> _Task A_
In the text on AI in radiology, what form of AI is speech recognition software said to be based on?
> _Task B_
From the text on AI in radiology, retype the passage that opens with the words containing "Dr. Neelam Dugar" and closes with "College of Radiologists.".

> _Extracted text_

▼

Thanks to the proliferation of speech recognition technology, most radiology departments already have extensive practical experience with AI. Speech recognition software is based on a form of AI called computer audition, which mimics the function of the human hearing system. An audio clip is passed through an artificial neural network and text is produced.
Speech recognition uses machine learning and deep learning with multiple neural networks. The widespread adoption of this form of AI is due to integration of speech recognition into radiology reporting workflows. RIS and teleradiology platforms are commonly deployed in the U.K.'s National Health Service (NHS) for reporting workflow, and speech recognition has been adopted across Europe, including all NHS trusts (hospital groups).
In contrast to computer-audition AI, computer-vision AI deals with digital images. It automates the tasks of the human visual system to process, analyze, and understand digital images to produce symbolic and numerical data.
Dr. Neelam Dugar is a consultant radiologist at the Doncaster & Bassetlaw Hospitals NHS Trust, U.K., and informatics adviser to the Royal College of Radiologists.
Computer-aided detection (CAD) software has been around for many years. However, with the advent of machine learning and deep learning, there is huge potential for improved detection accuracy as well as better specificity.
CAD software can support radiologists in detecting subtle lesions early. As part of the radiology reporting workflow, radiologists expect that CAD markers will be superimposed on images and can be toggled on and off. Some radiologists may like the CAD markers to be displayed during primary review of images, while others may like it displayed on-click. This allows radiologists to use computer-vision AI as the second reader for detection.
A large amount of research continues to show that computer vision is more sensitive than human vision. However, the interpretational skills of radiologists are still required to determine, for example, if a computer-detected anomaly is "artifactual" or real, or if the anomaly is related to infection or tumor.
Interpretation of images to provide a tentative and differential diagnosis relies upon the radiologist's experience, analysis of the clinical history, blood results, histopathology reports, and other clinical information available in the electronic patient record.

▲

[Image-grounded pointing data]
▼

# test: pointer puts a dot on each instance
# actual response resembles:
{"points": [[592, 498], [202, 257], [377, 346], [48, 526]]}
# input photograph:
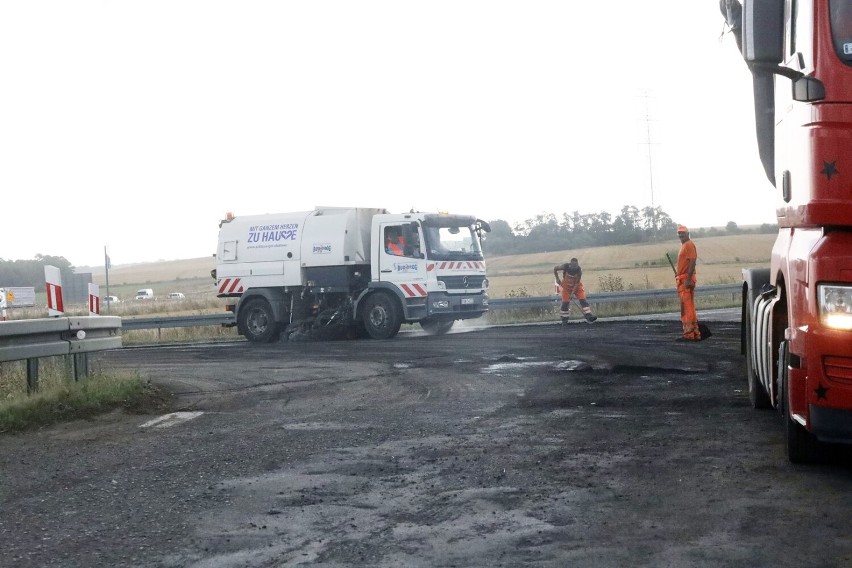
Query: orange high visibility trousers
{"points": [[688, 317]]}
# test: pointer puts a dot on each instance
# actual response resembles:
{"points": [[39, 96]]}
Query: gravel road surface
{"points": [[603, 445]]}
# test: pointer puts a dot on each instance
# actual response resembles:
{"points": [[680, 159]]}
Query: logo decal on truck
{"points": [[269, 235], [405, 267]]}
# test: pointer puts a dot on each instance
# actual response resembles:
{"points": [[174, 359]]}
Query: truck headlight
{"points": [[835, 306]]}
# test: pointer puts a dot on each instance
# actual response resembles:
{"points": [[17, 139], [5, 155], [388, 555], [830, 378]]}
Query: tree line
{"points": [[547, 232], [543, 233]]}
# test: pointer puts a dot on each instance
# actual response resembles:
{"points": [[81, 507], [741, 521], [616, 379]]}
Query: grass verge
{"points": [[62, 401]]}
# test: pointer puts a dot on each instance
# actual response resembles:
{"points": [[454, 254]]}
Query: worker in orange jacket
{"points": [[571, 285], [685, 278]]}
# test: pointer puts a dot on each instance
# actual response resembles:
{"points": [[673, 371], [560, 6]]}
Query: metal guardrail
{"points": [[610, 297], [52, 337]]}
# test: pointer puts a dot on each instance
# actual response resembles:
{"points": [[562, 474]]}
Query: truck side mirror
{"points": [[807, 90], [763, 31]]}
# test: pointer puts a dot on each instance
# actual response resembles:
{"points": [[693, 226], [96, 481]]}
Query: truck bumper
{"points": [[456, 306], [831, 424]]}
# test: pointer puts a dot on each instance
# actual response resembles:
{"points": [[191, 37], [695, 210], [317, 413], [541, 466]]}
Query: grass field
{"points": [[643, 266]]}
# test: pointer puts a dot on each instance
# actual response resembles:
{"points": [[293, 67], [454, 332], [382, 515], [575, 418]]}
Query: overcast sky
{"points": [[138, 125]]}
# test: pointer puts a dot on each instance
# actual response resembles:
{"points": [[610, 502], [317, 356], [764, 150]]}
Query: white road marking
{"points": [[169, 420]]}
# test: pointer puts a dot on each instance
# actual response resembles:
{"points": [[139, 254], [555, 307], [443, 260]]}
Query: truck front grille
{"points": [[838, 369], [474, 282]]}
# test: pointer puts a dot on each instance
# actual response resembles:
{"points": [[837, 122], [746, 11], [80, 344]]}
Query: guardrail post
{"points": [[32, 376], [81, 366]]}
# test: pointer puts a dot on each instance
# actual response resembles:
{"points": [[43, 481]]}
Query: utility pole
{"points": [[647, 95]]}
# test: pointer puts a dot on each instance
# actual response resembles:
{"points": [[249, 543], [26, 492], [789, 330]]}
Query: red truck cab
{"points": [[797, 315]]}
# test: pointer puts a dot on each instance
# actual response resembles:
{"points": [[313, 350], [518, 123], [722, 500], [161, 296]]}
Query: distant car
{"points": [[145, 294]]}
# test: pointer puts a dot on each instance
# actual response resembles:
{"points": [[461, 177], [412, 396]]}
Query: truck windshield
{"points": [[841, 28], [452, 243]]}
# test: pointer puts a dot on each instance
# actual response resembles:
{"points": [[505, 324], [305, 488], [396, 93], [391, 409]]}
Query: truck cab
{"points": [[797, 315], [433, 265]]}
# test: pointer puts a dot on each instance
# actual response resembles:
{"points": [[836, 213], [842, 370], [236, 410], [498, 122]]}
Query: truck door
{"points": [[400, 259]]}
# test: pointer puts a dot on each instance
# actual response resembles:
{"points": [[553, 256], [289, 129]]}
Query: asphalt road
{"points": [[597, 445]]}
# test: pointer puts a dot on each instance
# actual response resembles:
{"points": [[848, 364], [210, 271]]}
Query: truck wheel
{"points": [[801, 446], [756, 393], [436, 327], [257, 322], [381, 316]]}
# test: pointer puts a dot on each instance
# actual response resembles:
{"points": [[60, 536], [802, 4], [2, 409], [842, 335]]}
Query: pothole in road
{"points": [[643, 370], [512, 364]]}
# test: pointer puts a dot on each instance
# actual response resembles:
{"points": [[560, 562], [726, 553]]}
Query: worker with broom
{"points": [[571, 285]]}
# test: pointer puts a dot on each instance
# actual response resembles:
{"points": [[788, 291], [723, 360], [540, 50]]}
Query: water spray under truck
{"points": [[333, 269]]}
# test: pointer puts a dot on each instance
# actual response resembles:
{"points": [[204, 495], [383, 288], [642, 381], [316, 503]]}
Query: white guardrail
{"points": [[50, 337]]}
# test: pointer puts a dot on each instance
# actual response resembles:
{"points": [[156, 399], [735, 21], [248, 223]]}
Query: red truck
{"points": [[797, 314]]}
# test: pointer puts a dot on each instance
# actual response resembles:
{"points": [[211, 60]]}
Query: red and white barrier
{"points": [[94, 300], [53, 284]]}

▲
▼

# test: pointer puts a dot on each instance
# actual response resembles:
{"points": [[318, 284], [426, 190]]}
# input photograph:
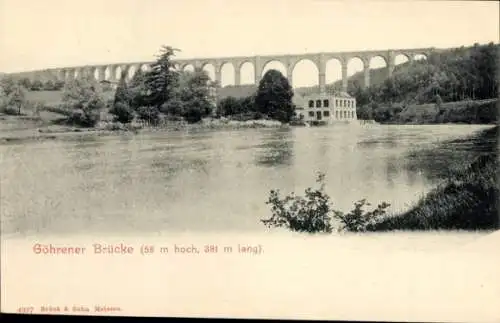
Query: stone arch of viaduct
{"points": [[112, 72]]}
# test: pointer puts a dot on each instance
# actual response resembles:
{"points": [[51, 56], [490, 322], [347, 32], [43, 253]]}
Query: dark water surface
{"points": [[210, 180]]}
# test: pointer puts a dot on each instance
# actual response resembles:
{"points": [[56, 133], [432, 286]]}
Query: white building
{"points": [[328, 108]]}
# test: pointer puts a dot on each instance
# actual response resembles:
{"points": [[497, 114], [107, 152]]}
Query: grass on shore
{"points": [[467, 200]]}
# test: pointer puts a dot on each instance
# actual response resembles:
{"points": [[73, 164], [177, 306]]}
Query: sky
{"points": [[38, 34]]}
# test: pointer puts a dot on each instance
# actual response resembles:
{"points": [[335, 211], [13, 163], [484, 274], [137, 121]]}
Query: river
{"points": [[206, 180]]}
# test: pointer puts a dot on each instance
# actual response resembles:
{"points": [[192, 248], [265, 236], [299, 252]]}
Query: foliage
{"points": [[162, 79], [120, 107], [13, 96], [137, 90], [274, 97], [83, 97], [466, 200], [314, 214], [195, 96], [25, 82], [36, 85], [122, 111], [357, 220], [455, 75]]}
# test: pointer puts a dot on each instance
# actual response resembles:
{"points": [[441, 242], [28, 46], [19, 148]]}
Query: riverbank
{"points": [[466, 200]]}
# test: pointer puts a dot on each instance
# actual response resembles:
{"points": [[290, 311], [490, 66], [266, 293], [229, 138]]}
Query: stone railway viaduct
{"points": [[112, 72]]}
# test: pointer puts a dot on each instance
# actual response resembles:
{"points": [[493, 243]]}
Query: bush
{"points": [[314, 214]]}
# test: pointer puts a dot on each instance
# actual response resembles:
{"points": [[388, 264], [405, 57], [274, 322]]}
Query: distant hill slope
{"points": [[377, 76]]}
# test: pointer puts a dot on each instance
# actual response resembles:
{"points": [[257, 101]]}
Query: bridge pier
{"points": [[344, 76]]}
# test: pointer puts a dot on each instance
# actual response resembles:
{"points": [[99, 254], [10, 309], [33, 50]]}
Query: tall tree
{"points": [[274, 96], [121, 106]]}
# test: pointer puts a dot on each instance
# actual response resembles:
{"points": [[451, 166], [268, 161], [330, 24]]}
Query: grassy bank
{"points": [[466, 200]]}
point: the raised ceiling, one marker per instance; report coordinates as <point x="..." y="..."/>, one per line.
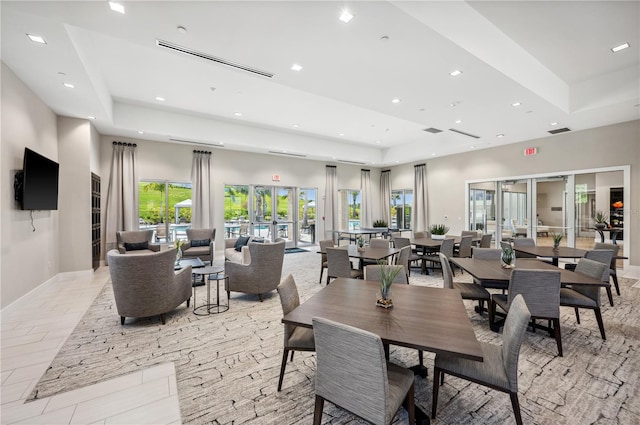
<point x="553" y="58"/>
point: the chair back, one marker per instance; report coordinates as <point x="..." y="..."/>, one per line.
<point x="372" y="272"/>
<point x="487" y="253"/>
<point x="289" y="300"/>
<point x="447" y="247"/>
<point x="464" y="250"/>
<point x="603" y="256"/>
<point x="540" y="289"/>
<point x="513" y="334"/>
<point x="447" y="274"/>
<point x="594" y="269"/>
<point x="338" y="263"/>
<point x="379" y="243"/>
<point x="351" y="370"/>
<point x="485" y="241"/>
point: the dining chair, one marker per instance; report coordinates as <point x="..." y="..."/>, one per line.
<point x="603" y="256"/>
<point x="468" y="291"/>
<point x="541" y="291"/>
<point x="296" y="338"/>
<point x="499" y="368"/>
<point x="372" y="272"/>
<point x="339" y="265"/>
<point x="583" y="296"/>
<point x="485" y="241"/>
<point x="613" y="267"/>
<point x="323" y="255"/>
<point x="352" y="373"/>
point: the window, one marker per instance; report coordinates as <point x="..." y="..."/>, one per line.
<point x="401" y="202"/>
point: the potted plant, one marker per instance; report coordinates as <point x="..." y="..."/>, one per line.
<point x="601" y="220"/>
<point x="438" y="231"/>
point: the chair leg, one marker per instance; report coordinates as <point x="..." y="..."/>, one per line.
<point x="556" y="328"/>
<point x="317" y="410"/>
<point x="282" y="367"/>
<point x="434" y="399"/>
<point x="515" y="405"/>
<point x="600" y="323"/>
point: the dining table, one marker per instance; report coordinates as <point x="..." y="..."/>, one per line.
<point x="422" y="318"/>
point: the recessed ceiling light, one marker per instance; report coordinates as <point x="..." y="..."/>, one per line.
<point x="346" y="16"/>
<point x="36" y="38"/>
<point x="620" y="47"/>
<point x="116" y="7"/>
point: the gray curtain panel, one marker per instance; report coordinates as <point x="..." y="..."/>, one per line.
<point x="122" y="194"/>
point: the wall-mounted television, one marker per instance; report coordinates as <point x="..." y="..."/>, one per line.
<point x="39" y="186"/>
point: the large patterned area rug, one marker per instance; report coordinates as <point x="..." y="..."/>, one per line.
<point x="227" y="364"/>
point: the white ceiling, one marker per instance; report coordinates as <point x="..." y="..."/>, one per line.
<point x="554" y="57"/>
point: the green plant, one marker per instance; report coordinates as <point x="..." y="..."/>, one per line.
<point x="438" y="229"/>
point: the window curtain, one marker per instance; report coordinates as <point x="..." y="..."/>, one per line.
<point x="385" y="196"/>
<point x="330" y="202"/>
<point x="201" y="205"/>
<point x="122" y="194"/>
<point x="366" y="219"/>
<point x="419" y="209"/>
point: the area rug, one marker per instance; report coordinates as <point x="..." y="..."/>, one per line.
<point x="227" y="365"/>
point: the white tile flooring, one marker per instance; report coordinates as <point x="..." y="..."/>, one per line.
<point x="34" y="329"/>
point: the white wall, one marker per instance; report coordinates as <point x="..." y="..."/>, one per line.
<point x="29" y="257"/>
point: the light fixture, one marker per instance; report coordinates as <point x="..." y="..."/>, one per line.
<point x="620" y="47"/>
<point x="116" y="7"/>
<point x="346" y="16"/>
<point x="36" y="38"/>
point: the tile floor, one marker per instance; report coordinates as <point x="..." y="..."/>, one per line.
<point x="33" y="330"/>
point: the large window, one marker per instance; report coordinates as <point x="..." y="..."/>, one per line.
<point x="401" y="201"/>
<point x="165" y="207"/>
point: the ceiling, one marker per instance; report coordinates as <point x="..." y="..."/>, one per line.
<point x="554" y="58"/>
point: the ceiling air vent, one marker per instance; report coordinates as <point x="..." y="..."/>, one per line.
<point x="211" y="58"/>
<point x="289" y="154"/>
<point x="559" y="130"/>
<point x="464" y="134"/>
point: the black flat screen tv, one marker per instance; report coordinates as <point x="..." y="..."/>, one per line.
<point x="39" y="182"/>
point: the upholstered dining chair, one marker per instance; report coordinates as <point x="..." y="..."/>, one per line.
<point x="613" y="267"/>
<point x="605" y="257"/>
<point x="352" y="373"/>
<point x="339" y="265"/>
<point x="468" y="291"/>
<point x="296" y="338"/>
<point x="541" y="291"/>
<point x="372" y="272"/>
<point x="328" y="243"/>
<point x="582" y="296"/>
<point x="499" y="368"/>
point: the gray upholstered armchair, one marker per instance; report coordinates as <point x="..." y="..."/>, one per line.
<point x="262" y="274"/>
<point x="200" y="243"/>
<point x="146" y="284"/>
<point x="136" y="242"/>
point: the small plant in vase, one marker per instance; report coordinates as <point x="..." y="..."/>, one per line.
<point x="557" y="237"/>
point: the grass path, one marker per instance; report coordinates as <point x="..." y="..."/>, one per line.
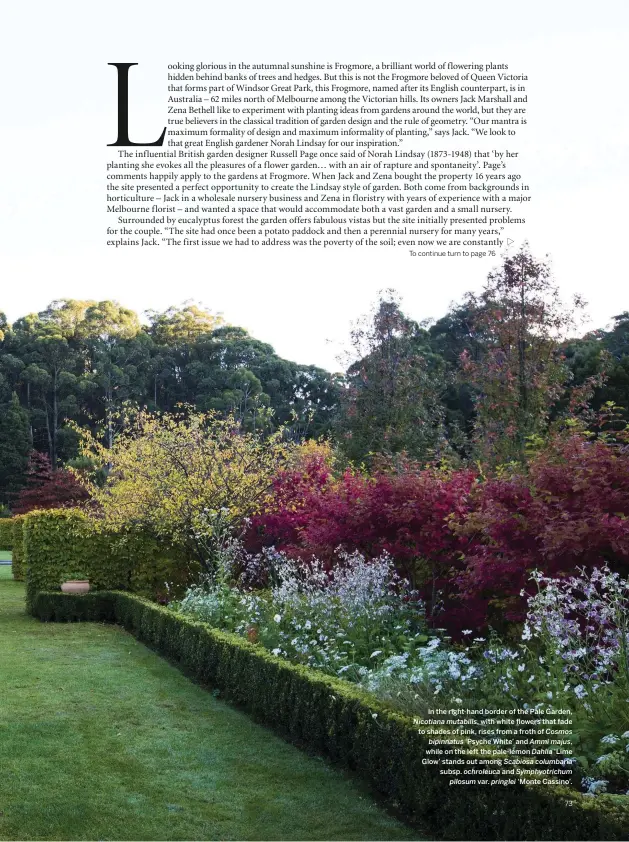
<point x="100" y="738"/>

▲
▼

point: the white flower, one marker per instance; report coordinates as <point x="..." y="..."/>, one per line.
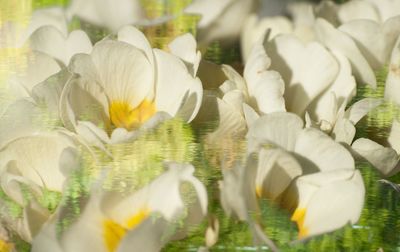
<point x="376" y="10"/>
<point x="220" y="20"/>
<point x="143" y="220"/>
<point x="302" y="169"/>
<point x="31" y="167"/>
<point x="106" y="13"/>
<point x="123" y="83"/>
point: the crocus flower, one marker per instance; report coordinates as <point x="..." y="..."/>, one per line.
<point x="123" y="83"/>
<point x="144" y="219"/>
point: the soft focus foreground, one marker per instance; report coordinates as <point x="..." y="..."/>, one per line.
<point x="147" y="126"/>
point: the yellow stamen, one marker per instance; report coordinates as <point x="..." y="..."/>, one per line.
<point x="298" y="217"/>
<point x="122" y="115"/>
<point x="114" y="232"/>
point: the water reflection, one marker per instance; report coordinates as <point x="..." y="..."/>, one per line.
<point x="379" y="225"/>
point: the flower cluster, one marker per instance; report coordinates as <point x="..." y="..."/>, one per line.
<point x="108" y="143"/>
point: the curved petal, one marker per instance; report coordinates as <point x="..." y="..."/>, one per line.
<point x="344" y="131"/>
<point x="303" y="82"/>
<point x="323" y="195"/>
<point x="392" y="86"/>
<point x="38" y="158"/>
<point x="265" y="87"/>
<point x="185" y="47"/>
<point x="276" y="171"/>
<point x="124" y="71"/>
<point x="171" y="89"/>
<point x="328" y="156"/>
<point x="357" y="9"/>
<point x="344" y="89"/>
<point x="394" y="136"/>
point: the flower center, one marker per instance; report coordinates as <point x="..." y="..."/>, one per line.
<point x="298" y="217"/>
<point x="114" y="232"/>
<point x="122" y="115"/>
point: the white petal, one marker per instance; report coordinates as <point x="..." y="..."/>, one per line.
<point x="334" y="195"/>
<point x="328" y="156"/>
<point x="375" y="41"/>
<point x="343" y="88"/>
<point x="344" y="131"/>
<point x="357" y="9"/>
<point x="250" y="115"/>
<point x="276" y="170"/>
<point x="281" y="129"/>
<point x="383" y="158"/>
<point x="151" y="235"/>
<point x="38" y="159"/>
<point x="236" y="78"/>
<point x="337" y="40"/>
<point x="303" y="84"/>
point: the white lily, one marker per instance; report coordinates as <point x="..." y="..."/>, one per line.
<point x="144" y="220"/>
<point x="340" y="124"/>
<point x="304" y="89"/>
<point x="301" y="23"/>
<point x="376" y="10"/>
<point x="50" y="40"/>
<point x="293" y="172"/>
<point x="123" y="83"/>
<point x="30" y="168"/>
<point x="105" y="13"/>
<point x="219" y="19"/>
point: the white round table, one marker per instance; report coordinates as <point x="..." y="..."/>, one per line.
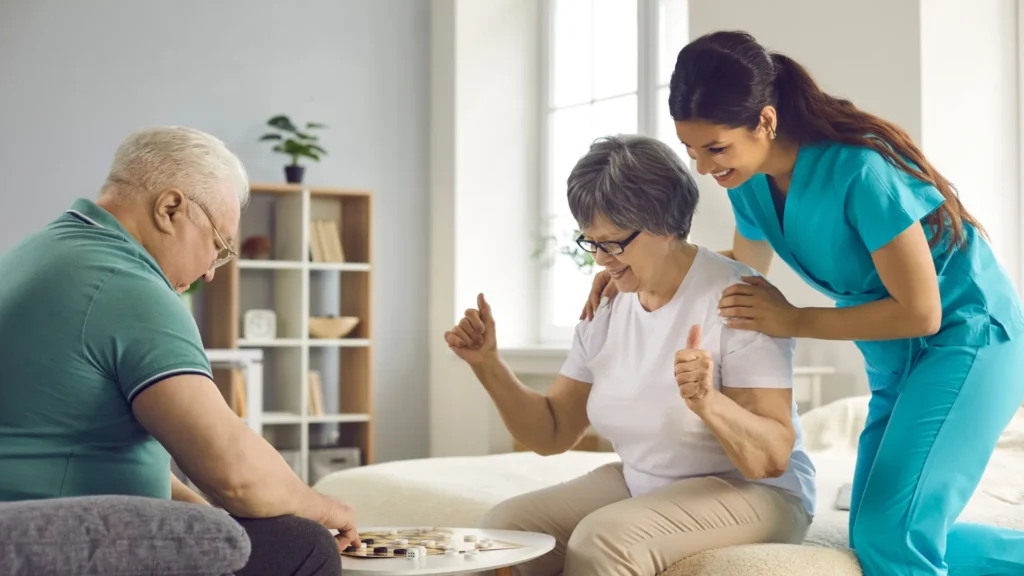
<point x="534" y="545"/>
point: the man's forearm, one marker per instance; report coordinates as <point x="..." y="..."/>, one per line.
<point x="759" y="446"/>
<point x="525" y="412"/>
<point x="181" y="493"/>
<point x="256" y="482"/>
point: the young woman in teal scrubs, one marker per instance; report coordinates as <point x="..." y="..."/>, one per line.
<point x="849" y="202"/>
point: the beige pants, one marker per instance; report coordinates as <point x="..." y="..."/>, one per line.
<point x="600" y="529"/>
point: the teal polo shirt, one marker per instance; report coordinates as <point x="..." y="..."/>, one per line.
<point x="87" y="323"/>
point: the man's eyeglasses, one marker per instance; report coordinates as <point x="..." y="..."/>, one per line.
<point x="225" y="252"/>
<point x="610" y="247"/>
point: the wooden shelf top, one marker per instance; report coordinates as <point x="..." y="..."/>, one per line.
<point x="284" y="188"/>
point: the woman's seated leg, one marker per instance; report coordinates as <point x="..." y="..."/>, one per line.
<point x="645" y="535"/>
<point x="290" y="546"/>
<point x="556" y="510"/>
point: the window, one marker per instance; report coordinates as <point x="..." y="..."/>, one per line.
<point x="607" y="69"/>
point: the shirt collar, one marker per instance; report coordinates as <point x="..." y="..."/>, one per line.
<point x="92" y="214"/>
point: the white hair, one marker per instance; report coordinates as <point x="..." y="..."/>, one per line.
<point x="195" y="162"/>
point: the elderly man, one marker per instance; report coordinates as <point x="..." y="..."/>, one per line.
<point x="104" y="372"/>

▲

> _Your response A_
Computer audition.

> _Your response B_
Dr. Neelam Dugar is a consultant radiologist at the Doncaster & Bassetlaw Hospitals NHS Trust, U.K., and informatics adviser to the Royal College of Radiologists.